## Text section:
-*-

In a shocking expose on X, user @beaverd highlights Deloitte's staggering $800 million+ haul from Colorado government contracts since 2011, despite repeated failures in audits and system implementations. This nationwide plague of crony consulting is epitomized by figures like Kristin Russell, whose career ping-pongs between Big Tech, state government, and Deloitte—ensuring the swamp stays deep and taxpayers stay drained. It's time to slam the door on this wasteful revolving racket.
Let's face it: the government-consulting complex is one of the biggest scams fleecing American taxpayers today. A recent X post by @beaverd lays it bare, detailing how Deloitte has pocketed over $800 million from Colorado alone since 2011. And for what? Botched IT systems, failed audits, and endless "consulting" gigs that do little more than line the pockets of insiders while leaving citizens with glitchy services and ballooning deficits. This isn't incompetence—it's a feature of the system, designed to keep the money flowing to connected firms like Deloitte.
Take Kristin Russell as a prime example of how this revolving door operates. Her career trajectory reads like a blueprint for crony capitalism. Starting as a VP at Oracle before becoming Colorado's CIO in 2011, serving until around 2014, she jumped ship to head up the state's technology office as Secretary of Technology and Chief Information Officer. Appointed by Democrat Gov. John Hickenlooper, Russell oversaw IT strategies during a period when Colorado was ramping up contracts with big consultants. Then, in a move that's all too predictable, she slid right over to Deloitte in 2014 as Managing Director, leading their "digital government practice" for U.S. states, locals, and education sectors.
Coincidence? Hardly. At Deloitte, Russell leveraged her government experience to help the firm secure even more lucrative deals—deals that often involve the very states she once served. We're talking about pushing cloud tech, AI, and digital transformations that sound innovative but frequently result in overbudget projects and underperforming systems. Colorado's unemployment insurance debacle during COVID? Deloitte was front and center, with their outdated systems crashing under pressure, leaving hardworking Coloradans in the lurch while the firm cashed checks. Nationwide, Deloitte's track record is riddled with similar failures: Pentagon audits they couldn't pass, state systems that hemorrhage money, and all while billing taxpayers exorbitant rates for "expertise" that any competent in-house team could handle.

-*-

## Data for analysis:

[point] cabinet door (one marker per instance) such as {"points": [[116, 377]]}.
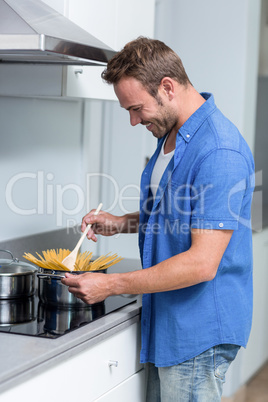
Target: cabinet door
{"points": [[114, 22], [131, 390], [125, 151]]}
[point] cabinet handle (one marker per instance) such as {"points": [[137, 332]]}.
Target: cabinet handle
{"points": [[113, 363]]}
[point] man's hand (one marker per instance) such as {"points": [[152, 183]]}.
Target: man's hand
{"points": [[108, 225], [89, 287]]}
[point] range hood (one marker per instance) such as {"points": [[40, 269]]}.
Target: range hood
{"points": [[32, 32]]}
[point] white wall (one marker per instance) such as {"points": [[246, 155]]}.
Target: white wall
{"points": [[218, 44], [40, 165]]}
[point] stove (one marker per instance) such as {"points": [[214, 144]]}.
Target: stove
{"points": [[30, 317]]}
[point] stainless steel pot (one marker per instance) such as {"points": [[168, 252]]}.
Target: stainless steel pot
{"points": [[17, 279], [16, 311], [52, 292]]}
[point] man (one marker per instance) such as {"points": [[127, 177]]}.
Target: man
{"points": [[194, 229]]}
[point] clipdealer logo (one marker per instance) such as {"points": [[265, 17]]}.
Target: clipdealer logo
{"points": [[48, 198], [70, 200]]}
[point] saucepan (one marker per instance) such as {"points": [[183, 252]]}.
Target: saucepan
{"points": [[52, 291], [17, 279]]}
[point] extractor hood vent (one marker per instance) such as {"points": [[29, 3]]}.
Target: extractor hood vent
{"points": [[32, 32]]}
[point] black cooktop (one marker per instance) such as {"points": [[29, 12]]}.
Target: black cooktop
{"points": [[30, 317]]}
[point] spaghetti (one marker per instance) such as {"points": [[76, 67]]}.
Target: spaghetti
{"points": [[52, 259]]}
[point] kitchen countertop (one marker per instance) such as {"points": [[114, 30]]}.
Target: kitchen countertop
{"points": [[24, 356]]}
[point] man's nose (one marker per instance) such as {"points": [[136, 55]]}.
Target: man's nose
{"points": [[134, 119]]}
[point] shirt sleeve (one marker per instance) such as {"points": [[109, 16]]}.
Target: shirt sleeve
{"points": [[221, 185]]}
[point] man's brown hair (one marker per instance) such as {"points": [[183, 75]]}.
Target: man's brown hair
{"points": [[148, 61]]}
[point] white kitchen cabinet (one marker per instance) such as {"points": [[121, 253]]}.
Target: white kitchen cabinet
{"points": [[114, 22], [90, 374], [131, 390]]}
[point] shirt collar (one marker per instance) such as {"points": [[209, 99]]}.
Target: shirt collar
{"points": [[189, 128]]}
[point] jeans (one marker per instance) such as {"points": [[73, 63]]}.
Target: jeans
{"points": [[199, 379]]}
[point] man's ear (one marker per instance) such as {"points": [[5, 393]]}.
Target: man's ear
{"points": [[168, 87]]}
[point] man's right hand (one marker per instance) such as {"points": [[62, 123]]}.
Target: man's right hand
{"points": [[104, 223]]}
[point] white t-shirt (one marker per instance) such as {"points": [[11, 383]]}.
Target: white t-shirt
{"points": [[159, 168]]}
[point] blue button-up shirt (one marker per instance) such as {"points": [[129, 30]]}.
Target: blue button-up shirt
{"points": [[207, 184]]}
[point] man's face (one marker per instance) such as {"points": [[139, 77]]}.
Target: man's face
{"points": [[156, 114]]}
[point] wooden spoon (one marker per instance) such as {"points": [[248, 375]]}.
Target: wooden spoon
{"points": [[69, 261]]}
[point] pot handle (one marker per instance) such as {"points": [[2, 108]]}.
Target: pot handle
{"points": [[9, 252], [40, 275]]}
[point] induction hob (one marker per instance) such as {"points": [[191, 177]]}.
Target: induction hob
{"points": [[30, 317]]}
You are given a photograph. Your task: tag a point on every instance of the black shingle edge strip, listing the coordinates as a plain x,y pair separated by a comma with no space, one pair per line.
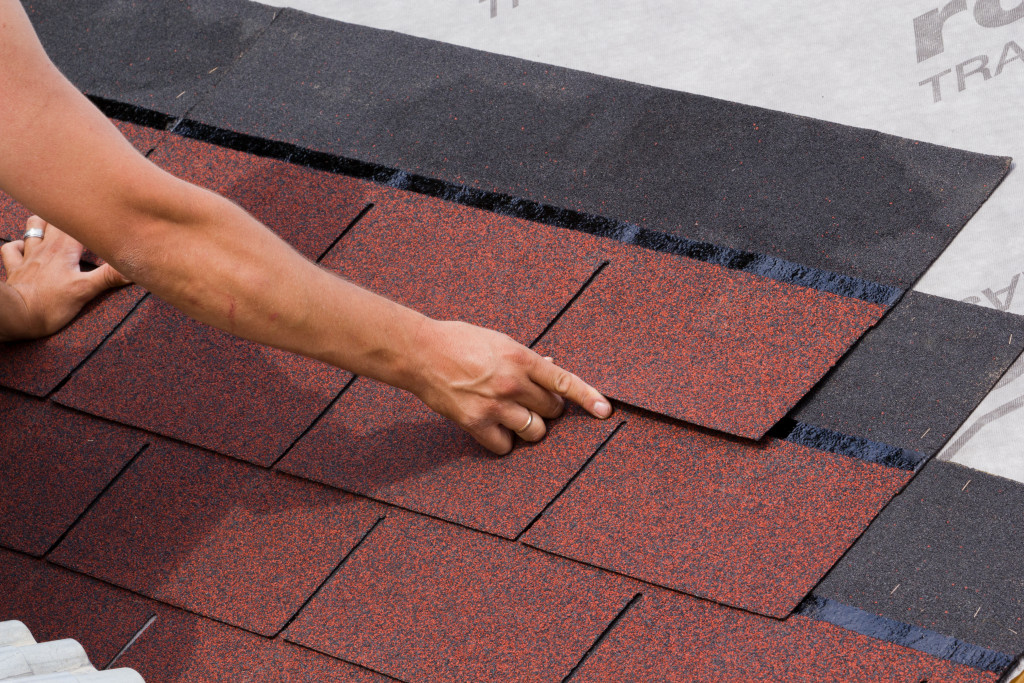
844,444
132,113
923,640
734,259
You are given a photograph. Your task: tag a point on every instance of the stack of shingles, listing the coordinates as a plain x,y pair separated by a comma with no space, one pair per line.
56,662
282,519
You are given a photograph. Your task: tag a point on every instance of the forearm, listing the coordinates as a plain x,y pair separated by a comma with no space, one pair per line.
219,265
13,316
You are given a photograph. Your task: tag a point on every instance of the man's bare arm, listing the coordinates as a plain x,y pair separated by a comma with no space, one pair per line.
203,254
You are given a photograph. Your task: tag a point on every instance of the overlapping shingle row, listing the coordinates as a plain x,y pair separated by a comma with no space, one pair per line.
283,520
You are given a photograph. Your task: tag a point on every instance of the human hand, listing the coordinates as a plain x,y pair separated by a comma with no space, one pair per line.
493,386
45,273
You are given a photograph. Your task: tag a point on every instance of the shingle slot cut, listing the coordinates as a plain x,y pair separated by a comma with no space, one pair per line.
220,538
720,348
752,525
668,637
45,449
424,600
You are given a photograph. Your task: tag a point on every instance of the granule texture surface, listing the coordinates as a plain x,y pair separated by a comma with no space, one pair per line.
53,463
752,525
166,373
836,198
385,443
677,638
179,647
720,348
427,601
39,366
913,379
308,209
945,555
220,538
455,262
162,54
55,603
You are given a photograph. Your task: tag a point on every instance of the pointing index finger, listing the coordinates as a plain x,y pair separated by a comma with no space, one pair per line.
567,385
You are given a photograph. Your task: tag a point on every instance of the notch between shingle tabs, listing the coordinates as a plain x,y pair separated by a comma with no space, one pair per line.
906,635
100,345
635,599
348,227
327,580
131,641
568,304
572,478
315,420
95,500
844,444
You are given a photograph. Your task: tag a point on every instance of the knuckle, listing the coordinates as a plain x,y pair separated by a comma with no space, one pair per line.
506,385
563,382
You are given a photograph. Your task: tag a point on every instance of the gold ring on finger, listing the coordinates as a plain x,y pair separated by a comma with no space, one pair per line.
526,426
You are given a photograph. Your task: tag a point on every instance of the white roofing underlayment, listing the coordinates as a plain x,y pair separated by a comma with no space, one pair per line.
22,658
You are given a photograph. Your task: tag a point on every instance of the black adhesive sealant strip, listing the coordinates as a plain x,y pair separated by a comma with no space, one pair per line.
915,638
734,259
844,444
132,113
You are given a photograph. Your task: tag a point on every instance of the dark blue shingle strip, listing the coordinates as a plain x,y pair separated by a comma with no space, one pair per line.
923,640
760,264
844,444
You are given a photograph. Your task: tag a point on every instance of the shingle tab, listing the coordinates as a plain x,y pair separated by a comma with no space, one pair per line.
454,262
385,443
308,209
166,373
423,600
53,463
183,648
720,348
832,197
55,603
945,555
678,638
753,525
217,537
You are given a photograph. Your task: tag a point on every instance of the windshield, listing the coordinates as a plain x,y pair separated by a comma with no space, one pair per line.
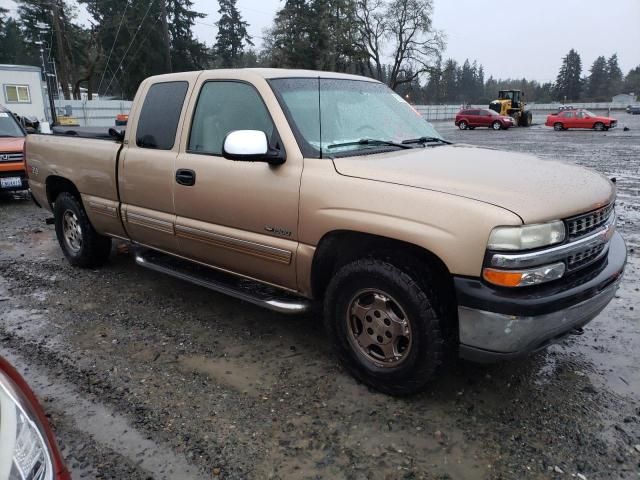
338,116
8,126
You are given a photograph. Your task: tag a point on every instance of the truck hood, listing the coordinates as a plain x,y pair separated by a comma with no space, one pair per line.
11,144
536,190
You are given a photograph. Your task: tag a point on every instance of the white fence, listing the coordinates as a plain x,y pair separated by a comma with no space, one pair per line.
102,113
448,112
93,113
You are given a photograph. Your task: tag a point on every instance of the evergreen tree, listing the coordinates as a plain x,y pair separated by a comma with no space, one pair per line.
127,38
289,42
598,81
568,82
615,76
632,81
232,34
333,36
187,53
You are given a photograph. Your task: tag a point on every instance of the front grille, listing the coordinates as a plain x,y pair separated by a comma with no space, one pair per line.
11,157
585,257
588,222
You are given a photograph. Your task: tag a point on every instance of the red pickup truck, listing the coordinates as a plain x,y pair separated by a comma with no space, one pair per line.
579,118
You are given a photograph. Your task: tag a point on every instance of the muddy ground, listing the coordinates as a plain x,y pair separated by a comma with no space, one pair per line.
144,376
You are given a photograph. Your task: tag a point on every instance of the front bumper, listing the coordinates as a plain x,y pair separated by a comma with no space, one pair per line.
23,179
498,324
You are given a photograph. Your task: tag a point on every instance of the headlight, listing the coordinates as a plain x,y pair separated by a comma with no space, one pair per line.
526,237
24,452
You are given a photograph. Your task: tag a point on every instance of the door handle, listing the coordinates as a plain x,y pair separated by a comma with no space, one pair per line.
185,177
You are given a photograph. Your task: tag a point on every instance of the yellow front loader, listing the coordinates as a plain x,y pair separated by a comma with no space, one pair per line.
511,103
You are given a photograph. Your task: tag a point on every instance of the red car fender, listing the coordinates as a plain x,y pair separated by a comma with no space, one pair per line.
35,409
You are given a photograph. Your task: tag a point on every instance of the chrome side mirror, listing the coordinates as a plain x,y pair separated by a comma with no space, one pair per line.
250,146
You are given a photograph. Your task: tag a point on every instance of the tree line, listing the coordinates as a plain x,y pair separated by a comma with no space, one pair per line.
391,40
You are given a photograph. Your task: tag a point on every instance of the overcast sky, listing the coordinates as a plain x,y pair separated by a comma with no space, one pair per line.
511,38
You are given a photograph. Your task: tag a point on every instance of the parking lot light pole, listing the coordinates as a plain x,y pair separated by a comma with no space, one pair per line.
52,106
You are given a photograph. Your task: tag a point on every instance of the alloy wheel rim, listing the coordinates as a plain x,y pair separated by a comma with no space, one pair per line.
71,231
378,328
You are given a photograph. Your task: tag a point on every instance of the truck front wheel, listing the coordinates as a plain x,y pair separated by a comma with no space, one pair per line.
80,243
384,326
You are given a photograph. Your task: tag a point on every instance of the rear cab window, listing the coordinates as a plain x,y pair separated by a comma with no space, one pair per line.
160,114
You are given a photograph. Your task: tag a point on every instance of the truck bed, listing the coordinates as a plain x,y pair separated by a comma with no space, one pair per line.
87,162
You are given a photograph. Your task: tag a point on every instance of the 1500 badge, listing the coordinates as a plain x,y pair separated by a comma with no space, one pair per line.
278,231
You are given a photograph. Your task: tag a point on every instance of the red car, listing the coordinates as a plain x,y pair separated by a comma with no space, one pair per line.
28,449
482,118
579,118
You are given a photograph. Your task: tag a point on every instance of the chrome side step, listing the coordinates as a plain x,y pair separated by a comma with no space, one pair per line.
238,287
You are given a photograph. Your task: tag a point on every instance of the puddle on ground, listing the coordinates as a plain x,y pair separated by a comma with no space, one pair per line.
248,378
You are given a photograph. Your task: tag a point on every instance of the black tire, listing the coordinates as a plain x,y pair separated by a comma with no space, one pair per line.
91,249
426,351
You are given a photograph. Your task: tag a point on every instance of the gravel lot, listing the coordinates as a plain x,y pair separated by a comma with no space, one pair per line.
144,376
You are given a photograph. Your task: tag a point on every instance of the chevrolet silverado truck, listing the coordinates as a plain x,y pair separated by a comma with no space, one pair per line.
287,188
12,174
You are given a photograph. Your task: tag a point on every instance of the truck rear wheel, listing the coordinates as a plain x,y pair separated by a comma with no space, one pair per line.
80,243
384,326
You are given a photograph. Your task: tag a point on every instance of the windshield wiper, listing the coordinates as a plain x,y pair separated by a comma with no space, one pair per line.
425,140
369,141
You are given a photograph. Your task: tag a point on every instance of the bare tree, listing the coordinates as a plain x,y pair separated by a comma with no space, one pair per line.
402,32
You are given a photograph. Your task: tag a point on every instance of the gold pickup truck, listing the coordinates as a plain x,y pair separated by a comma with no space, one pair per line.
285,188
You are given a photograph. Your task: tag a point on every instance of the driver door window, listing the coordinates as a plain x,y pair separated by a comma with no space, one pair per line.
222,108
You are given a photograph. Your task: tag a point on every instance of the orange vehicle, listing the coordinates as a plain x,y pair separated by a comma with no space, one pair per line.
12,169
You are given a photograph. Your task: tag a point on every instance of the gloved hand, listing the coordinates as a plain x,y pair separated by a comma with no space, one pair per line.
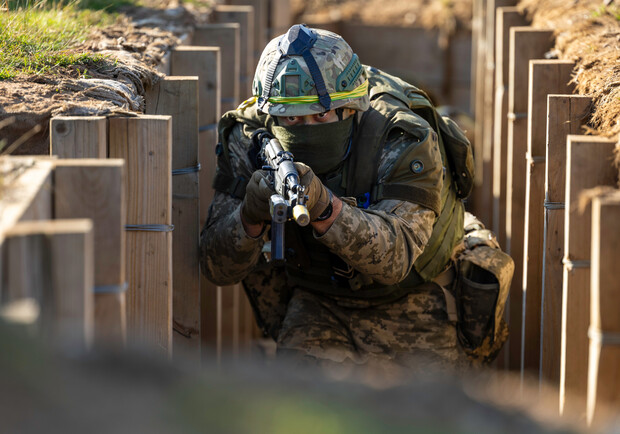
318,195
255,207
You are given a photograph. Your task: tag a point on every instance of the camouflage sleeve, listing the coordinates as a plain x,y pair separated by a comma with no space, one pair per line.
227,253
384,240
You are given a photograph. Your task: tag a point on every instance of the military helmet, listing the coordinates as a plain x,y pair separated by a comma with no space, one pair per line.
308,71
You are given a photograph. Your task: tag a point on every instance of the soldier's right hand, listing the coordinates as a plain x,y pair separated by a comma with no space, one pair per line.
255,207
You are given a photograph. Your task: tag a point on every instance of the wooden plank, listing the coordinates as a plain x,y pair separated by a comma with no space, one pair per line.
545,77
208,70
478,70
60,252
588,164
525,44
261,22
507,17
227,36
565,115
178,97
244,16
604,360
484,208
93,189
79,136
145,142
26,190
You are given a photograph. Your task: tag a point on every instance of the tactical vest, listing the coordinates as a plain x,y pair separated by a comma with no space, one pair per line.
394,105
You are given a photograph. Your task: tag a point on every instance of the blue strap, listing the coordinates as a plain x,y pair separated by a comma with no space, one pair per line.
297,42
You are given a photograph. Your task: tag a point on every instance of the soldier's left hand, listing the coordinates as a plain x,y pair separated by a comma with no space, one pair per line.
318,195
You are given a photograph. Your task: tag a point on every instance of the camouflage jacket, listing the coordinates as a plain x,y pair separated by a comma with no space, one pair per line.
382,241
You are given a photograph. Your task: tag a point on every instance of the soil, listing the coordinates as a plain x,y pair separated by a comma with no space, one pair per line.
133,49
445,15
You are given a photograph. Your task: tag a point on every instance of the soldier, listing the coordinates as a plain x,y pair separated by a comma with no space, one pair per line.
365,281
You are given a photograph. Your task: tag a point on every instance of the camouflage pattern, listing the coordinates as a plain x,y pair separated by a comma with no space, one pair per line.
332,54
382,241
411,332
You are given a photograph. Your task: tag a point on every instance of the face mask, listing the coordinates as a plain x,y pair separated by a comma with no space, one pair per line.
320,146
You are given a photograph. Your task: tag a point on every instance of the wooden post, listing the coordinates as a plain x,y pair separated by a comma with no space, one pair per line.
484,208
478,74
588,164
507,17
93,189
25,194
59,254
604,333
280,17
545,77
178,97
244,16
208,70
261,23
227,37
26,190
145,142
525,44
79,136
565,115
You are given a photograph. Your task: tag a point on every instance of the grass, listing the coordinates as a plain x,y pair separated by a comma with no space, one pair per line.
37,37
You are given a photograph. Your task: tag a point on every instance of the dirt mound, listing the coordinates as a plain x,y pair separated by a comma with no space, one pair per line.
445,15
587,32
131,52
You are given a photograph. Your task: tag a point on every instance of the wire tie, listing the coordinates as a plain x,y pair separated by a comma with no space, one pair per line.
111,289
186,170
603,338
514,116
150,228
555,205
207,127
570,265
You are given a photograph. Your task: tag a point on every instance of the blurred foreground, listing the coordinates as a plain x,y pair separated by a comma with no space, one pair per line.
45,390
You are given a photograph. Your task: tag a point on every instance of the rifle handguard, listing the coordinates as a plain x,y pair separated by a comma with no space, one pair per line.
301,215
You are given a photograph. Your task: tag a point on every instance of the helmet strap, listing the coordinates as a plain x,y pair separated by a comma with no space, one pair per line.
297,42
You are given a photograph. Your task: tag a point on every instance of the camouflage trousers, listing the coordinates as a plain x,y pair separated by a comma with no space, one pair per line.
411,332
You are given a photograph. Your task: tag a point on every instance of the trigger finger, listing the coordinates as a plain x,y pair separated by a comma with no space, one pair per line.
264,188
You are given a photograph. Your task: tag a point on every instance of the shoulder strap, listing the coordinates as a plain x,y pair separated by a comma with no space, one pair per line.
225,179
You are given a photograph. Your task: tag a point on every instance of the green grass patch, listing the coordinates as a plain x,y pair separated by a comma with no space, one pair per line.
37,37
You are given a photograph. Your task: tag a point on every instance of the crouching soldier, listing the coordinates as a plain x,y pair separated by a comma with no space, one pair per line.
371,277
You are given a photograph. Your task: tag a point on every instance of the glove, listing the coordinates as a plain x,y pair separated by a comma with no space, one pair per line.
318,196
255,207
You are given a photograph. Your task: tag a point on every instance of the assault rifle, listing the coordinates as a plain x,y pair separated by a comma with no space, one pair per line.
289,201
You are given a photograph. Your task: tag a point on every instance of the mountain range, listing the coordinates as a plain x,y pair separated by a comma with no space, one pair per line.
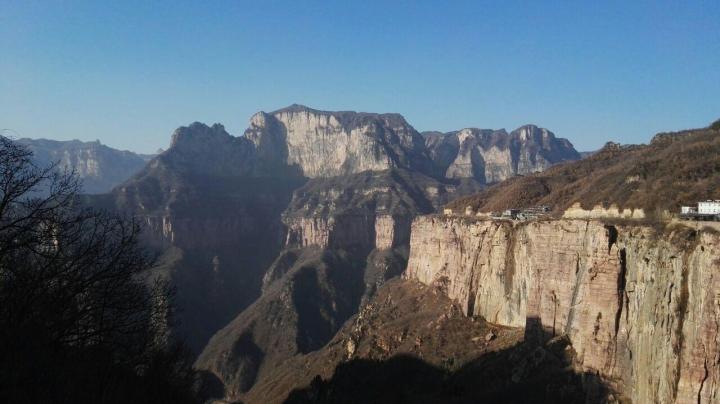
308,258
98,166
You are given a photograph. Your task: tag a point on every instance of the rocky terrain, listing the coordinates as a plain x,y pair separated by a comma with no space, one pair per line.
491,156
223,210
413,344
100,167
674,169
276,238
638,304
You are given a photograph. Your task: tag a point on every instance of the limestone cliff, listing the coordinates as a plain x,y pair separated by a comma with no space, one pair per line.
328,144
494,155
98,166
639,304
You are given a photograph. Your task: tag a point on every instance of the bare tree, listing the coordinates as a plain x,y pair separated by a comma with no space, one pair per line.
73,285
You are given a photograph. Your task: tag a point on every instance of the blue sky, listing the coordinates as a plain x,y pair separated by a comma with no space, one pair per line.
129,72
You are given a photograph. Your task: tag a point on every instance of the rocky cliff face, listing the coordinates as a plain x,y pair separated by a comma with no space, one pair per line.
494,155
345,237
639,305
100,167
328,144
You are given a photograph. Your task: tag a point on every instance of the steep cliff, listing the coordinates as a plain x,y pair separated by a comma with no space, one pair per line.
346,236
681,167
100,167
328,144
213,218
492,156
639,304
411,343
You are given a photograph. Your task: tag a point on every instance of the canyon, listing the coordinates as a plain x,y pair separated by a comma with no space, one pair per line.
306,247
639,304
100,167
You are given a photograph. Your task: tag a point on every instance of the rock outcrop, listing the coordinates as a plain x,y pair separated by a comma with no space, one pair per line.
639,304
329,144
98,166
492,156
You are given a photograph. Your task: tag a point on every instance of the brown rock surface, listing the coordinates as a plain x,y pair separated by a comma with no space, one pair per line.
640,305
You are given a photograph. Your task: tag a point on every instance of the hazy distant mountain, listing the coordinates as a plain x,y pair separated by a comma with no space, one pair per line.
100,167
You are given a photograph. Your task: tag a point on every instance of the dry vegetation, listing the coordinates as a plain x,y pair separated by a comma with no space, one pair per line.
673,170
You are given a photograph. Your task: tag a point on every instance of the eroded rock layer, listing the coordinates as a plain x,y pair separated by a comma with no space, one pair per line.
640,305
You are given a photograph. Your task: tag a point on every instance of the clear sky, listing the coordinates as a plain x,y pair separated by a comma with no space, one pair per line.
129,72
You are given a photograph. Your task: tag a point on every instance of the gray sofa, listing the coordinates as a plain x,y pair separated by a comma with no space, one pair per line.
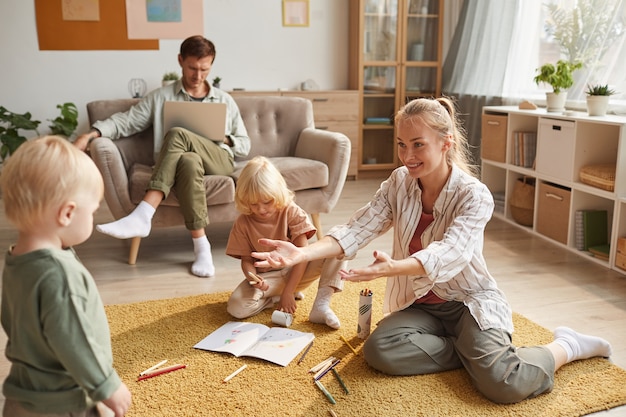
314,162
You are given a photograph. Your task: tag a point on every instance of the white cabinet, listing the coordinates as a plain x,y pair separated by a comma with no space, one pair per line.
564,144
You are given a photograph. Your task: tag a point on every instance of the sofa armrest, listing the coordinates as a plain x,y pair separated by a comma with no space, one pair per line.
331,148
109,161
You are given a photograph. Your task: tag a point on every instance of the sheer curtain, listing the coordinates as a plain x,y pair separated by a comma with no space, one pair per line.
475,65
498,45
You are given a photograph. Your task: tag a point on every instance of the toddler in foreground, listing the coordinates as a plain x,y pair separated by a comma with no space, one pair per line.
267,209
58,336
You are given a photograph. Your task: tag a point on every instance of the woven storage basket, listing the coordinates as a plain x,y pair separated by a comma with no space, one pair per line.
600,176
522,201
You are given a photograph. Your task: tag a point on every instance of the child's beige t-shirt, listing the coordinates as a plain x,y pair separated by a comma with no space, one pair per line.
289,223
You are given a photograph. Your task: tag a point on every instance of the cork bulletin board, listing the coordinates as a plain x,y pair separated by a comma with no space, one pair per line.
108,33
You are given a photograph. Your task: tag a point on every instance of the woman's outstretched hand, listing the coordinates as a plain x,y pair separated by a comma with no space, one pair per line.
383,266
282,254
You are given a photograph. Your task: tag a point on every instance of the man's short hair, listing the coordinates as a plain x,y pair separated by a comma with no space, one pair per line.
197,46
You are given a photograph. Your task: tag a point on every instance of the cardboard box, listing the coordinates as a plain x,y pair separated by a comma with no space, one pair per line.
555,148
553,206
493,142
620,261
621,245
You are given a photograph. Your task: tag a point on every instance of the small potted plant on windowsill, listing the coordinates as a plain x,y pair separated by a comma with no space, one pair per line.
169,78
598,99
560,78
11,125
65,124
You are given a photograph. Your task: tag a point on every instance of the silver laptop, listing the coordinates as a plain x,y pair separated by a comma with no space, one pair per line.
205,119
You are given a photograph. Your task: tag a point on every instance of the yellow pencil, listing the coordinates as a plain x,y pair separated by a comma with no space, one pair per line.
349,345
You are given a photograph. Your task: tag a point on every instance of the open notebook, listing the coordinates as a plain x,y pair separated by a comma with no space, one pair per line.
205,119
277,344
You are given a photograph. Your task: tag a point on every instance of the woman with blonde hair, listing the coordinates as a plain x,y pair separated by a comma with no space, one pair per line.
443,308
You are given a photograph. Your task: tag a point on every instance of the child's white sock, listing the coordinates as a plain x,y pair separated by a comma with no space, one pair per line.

-*-

## Work to complete:
1. List the technologies that the article on Deloitte's Colorado contracts says Russell pushed while at Deloitte.
2. Resume the article on Deloitte's Colorado contracts from where it stops.
The items have no role in this work.

## Answers to the exercises:
1. cloud tech, AI, digital transformations

2.
This isn't just a Colorado problem—it's a national epidemic. The left loves to talk about "public-private partnerships," but what they really mean is funneling your hard-earned dollars to globalist firms like Deloitte (headquartered in London, no less) through no-bid contracts and insider networks. Russell's path—from Oracle's corporate suites to Colorado's capitol, then straight to Deloitte—illustrates how these elites game the system. They regulate and award contracts in government, then cash in on the private side. It's cronyism at its finest, eroding free markets and bloating bureaucracy.
Conservatives have been sounding the alarm on this for years. We need real reform: ban the revolving door with strict cooling-off periods, mandate competitive bidding, and slash reliance on consultants altogether. Why outsource to Deloitte when AI could replace 99% of these overpaid gigs, as commenters on the X post rightly point out? Empower states to build their own efficient systems, cut the fat from budgets, and hold failures accountable—not reward them with more contracts.
If we don't drain this swamp, it'll keep swallowing billions while delivering nothing but excuses. Kudos to @beaverd for shining a light—now let's demand action from leaders who put America first, not consultants' bottom lines. Taxpayers deserve better than this endless grift.